Every record below should be transcribed exactly. Omit the images.

**Supplied material:**
========

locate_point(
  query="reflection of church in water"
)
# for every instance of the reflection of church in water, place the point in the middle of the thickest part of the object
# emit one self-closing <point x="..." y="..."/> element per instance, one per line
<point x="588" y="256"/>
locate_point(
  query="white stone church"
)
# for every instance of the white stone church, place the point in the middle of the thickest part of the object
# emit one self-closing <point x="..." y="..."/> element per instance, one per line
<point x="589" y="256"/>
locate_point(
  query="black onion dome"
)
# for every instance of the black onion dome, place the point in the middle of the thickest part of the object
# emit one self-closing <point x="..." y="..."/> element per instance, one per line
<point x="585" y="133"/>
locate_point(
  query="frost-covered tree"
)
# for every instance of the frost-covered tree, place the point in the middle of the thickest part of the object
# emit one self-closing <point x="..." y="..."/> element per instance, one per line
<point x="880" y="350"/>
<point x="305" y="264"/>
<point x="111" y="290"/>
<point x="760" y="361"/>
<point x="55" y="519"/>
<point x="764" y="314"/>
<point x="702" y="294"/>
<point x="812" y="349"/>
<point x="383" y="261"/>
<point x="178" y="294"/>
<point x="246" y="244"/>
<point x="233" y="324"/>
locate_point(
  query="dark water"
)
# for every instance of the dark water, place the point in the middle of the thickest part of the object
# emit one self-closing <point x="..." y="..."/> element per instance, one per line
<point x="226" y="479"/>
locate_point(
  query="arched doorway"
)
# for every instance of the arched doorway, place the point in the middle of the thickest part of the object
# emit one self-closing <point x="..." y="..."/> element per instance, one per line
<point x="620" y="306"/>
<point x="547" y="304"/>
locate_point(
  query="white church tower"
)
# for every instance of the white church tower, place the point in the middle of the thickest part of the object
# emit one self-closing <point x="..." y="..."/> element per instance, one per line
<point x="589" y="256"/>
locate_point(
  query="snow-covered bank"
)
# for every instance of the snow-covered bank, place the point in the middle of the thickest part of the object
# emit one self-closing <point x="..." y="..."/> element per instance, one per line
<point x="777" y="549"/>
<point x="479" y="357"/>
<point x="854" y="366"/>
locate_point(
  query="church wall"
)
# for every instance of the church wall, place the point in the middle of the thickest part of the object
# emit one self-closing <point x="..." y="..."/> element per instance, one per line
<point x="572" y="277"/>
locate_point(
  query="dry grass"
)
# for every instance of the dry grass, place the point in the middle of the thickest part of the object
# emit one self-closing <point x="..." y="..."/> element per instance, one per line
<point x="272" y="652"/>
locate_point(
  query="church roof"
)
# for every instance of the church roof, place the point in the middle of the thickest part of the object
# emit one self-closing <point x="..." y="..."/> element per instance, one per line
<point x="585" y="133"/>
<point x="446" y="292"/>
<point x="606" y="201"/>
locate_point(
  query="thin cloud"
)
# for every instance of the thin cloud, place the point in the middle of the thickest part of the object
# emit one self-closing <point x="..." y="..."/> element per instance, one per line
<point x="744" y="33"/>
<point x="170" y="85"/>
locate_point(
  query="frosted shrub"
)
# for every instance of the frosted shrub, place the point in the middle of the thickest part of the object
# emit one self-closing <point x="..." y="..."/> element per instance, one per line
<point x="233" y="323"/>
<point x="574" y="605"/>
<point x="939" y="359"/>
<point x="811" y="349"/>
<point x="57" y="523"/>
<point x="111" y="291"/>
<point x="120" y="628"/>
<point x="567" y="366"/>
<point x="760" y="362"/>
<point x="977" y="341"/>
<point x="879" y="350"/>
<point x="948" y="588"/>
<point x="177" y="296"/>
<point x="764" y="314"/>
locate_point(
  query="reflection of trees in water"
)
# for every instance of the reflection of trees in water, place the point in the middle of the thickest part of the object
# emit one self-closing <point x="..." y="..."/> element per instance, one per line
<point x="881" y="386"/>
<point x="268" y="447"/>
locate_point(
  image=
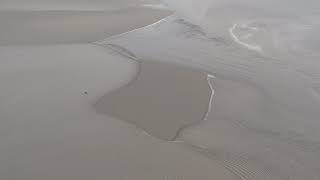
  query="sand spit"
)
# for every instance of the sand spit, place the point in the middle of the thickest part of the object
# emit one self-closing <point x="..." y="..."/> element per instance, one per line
<point x="163" y="99"/>
<point x="52" y="27"/>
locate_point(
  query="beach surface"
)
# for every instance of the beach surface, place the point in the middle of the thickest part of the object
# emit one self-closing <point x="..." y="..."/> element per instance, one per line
<point x="127" y="90"/>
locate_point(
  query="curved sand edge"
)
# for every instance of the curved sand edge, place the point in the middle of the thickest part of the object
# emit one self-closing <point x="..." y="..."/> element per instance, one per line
<point x="71" y="27"/>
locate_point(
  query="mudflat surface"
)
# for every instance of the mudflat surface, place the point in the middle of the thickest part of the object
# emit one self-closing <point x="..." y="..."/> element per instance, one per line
<point x="162" y="99"/>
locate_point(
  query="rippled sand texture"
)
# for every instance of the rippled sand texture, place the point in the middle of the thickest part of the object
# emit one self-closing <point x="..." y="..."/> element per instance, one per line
<point x="163" y="99"/>
<point x="264" y="121"/>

========

**Expected answer:**
locate_point(
  query="reflection of church in water"
)
# for every instance of the reflection of church in water, place the point in the middle of the thickest part of the object
# emit one self-closing <point x="..." y="..."/> element per instance, one per line
<point x="588" y="256"/>
locate_point(
  query="white stone church"
)
# for every instance of the white stone church, place the point in the middle of the thickest part of the object
# emit one self-closing <point x="..." y="..."/> element per instance, one per line
<point x="589" y="256"/>
locate_point(
  query="black onion dome"
)
# for every instance of the black onion dome, place the point in the middle of the thickest part of the object
# emit one self-closing <point x="..." y="..."/> element per instance, one per line
<point x="585" y="133"/>
locate_point(
  query="frost-covered tree"
)
# for every instance of the frost-covered tree, place the point in the middle of the thickest part of the object
# emit one self-closing <point x="..." y="..."/> element per instance, one per line
<point x="880" y="350"/>
<point x="305" y="264"/>
<point x="111" y="290"/>
<point x="760" y="361"/>
<point x="55" y="519"/>
<point x="764" y="314"/>
<point x="702" y="294"/>
<point x="812" y="349"/>
<point x="383" y="261"/>
<point x="178" y="294"/>
<point x="246" y="244"/>
<point x="233" y="324"/>
locate_point(
  query="dark water"
)
# for every instance of the dark water, place the point in the middle of the thickest part of the object
# emit one self-closing <point x="..." y="..."/> element per instance, one per line
<point x="226" y="479"/>
locate_point(
  query="arched doorway"
)
# for every instance of the arched doorway, place the point in the middle of the thickest part of the object
# emit one self-closing <point x="..." y="..."/> element per instance, one per line
<point x="620" y="306"/>
<point x="547" y="304"/>
locate_point(
  query="white church tower"
)
# for every instance of the white church tower, place the point in the middle of the thickest part of the object
# emit one self-closing <point x="..." y="..."/> element per instance, one per line
<point x="589" y="256"/>
locate_point(
  query="snow-covered bank"
)
# for every instance of the snow-covered bank, place the point in the middle of the thickest part of the object
# emit one self-closing <point x="..." y="..."/> element per instance, one per line
<point x="777" y="549"/>
<point x="479" y="357"/>
<point x="854" y="366"/>
locate_point(
  query="church wall"
)
# for every instance of the church wall, place the point in the middle of the thickest part of the object
# emit one self-closing <point x="..." y="..."/> element per instance, one per line
<point x="572" y="277"/>
locate_point(
  query="dry grass"
)
# for every instance of the dry grass, place the point in the middle of the thickest part of the object
# emit one self-closing <point x="..." y="..."/> element per instance, one per line
<point x="272" y="652"/>
locate_point(
  query="church roof"
)
# for every instance of the church roof, place the point in the middle of the thickest part of the object
# emit one self-closing <point x="..." y="..."/> element per instance, one per line
<point x="585" y="133"/>
<point x="446" y="292"/>
<point x="606" y="201"/>
locate_point(
  query="thin cloud"
)
# for every instance of the thin cloud, place the point in the middle of the thickest part of the object
# emit one self-closing <point x="..." y="..."/> element per instance, one per line
<point x="744" y="33"/>
<point x="170" y="85"/>
locate_point(
  query="frosted shrub"
)
# for every instance of the frosted shrub, place the point in the middle of the thickest part of the object
# emit one self-closing <point x="..." y="..."/> element per instance, one per line
<point x="233" y="323"/>
<point x="574" y="605"/>
<point x="939" y="359"/>
<point x="811" y="349"/>
<point x="57" y="523"/>
<point x="111" y="291"/>
<point x="120" y="628"/>
<point x="567" y="366"/>
<point x="760" y="362"/>
<point x="977" y="341"/>
<point x="879" y="350"/>
<point x="948" y="588"/>
<point x="177" y="296"/>
<point x="764" y="314"/>
locate_point(
  query="reflection of trees in water"
)
# for every instance of the reflection of trees in water, place the point in the middle of the thickest part of the object
# emit one self-closing <point x="..." y="..."/> element per instance, one per line
<point x="881" y="386"/>
<point x="268" y="447"/>
locate_point(
  image=
  query="sand spit"
)
# for every instance of the sand spit, place the point in the middle of the thickest part of the object
# emit one self-closing <point x="..." y="..."/> element per instance, one per line
<point x="163" y="99"/>
<point x="52" y="27"/>
locate_point(
  query="beach surface"
)
# for every instance of the beach surface, place the point in the middle of the thickest part of the object
# emit one self-closing <point x="..." y="..."/> element per instance, one per line
<point x="127" y="90"/>
locate_point(
  query="curved sand edge"
)
# for every instance of the curved sand edge, place the point in the middle of the thickest part of the object
# emit one self-closing <point x="..." y="..."/> element per instance, one per line
<point x="71" y="27"/>
locate_point(
  query="mudflat surface"
)
# for every instance of the mudflat surface, place the point in the middle of the thickest part of the object
# emit one self-closing <point x="..." y="..."/> element per instance, one per line
<point x="162" y="99"/>
locate_point(
  query="rippled sand texture"
)
# for every instance of the rippled sand texture, place the point in the middle of the thickest part of the object
# emit one self-closing <point x="..." y="..."/> element per instance, one per line
<point x="163" y="99"/>
<point x="264" y="121"/>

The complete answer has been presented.